> _Exercise passage_:

---

Happy Thanksgiving boys and girls (and I suppose women and men for the over-18 crowd that may/may not be reading this)!!!

I know it’s been a while since I’ve written last, and I’m sorry, but for the past 10 days, Devon’s been here hanging out and generally seeing exactly what it is that Senegal has to offer (other than goats of course, which she saw plenty of). We went to Popenguine, which is Heaven’s answer to Toubab Dialow. Remember how awesome Toubab Dialow was? (it’s alright if you don’t, you can read about it by finding the post “Thiebudjen in Paradise” which is found in September somewhere over there ----->). Well Popenguine was 8.548.567.578 (that’s French for 8,548,567,578) times better. Pictures are found by following the Google pictures link (also found) over there ------>. There’s also pictures of all the other neat stuff Devon and I did when she was here, including Iles des Madelines part deux, and more fun at the escarpment. They say a thousand pictures are worth one word (or something like that), so I’ll just use the pictures and save my words for a much more important story: that of Thanksgiving.

A long time ago, there were some people who came here from a far away land to escape the developed world. Nowadays, we call these people “CIEE Students.” In November, with a little less than a month to go in their trip, these CIEE students gave thanks and celebrated the fact all of them had made it this far alive and relatively unscathed (except for the occasional run in with an evil army of evil goats plotting to take over the world). They celebrated in the traditional way of their forefathers and foremothers and foreparents who they had left behind in the Old Land many moons ago (well, maybe only 3 or 4 moons): they held a large feast, and they called it “Thanksgiving.”

---

> _Supplied entries_:
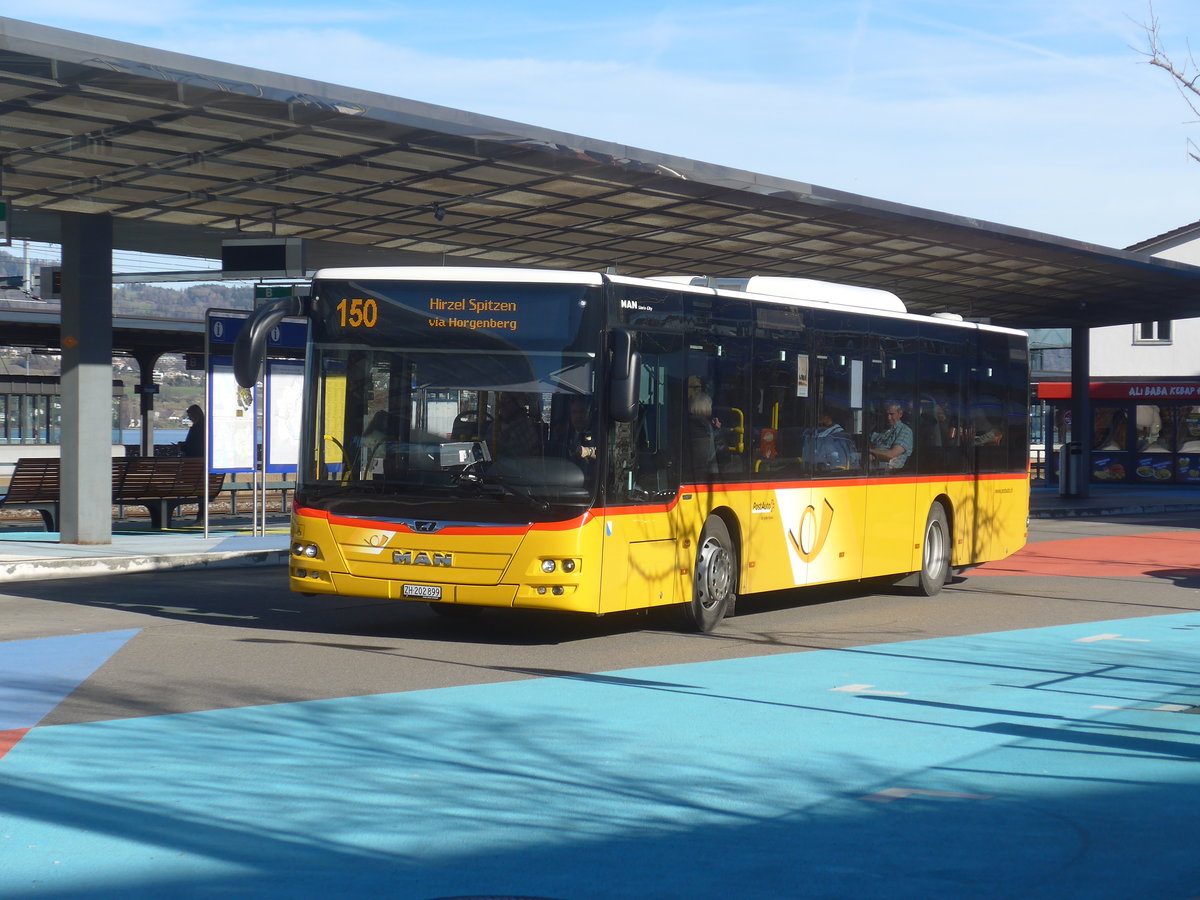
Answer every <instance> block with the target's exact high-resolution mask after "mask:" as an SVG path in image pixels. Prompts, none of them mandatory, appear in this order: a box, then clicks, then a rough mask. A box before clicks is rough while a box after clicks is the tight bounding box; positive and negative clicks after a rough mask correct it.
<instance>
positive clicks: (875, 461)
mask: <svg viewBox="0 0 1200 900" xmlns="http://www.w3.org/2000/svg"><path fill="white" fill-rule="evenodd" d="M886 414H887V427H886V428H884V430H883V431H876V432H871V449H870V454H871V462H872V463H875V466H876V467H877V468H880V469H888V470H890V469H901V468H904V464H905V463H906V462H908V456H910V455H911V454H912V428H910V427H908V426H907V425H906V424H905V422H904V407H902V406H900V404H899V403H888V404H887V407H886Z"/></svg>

---

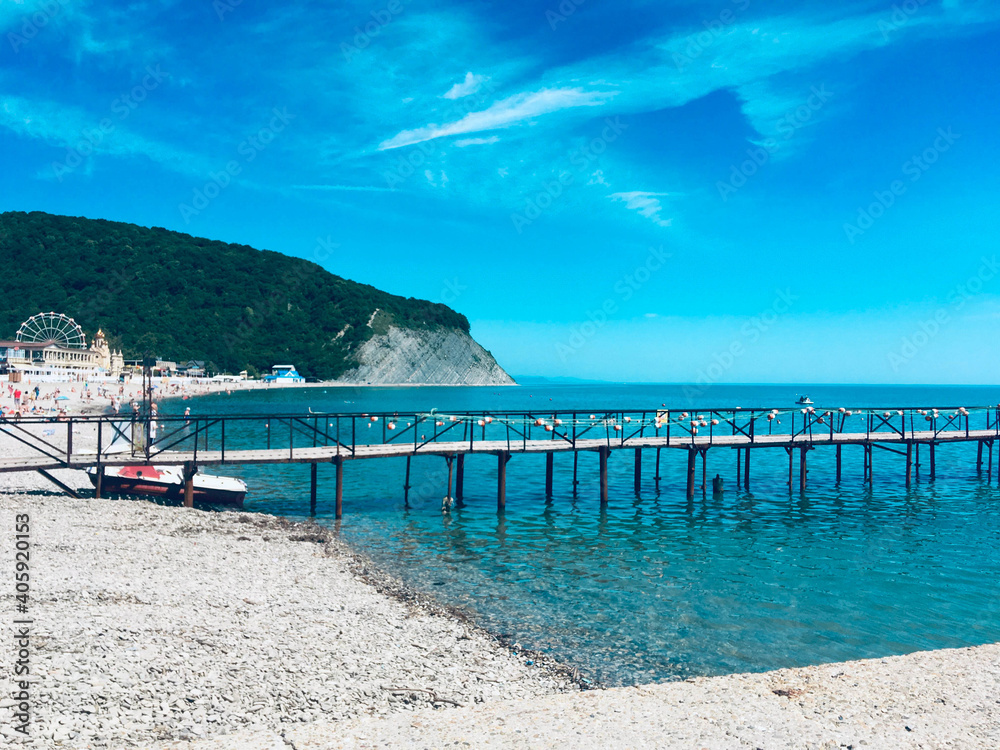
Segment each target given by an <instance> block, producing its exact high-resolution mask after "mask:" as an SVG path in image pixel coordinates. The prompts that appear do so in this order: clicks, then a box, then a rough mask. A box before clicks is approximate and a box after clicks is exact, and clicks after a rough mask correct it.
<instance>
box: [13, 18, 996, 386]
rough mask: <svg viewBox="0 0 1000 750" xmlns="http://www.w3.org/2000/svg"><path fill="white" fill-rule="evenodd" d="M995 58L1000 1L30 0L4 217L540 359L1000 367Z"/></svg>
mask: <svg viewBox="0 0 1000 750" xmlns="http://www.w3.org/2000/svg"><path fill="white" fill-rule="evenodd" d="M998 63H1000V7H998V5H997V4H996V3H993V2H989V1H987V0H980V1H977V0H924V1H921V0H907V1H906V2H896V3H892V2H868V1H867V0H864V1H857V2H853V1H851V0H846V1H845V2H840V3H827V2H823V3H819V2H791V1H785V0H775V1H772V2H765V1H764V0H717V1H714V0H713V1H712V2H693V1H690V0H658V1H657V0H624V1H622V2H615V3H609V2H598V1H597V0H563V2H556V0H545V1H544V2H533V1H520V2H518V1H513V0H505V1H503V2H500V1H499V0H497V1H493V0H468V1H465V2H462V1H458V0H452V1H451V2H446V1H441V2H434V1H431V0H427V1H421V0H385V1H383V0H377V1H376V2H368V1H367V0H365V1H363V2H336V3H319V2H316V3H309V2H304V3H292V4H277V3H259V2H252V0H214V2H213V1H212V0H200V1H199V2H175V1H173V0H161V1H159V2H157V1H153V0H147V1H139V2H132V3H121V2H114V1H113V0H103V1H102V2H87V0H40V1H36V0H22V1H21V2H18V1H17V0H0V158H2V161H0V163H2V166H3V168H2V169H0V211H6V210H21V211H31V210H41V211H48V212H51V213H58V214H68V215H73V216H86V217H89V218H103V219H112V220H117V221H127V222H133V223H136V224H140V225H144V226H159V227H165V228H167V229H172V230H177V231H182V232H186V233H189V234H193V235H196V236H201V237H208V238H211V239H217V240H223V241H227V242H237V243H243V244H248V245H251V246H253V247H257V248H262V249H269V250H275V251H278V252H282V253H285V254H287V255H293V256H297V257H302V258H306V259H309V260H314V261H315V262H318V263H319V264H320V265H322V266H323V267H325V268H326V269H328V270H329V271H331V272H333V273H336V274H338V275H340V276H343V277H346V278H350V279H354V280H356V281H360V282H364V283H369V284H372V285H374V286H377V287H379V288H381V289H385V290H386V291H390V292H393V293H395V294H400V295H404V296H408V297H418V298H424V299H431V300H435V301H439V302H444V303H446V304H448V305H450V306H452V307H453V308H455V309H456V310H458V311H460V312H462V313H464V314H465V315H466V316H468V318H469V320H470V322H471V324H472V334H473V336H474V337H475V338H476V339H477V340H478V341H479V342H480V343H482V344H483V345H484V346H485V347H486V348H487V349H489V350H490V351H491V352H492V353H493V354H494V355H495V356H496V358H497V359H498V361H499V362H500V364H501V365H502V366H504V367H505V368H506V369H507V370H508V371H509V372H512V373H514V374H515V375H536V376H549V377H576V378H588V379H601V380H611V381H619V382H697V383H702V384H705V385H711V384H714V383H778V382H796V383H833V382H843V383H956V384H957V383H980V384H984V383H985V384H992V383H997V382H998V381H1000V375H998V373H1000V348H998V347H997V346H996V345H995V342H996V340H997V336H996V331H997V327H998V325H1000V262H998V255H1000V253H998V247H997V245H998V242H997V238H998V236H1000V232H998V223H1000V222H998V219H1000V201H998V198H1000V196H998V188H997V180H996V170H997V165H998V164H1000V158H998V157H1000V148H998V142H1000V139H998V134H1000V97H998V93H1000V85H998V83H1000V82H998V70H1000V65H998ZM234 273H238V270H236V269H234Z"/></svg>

---

> _Task to carry out_: Carry on the Thanksgiving blog post from Senegal, starting right after its last sentence. The listing is unrelated material, apart from the blog post.

> _Written response_:
In the Old Land the time leading up to Thanksgiving was a time of change. The seasons were changing from Summer (the hot season) to Winter (the cold season). The time in between was called Fall, or Autumn depending on who you talked to and how pretentious they wantedto sound. Nature herself also changed. Nights would get longer and the days would start to get colder. The leaves of the trees would change color, from the deep, dark greens of Summer to brilliant reds, yellows, and oranges of the Autumn. When all the leaves changed color, the trees would shake them off and they would fall to the ground. Likewise, the clothes of the people in the old country would fall towards the ground (no, not in that way): sleeves on shirts would get longer and thicker, shorts would turn into longs, all in the name of keeping legs and arms warm. For many a CIEE Student, this period of change was their favorite time of year: the air smelled of cold and the wind carried the spice of the leaves about.

Things were different in the New Land (as it was called way back then). It was still a time of change, but the change was more subtle. Instead of hot to cold, seasons changed from Really Freaking Hott (with two T’s) – as it was called – to not so freaking hot (note the differences in capitalization). It also changed from the Wet season (which was probably a misnomer since it only rained about three times – and for only about 15-20 minutes each time) to the Dry season (which was correctly named – because it never rained - not once). The Evil Army of Evil Goats that roamed the Streets of Dakar turned into the Eviler Army of Evil Pelicans that sat on the rocks as they plotted the demise of the boatful of Toubabs that was stupid enough to get too close to them.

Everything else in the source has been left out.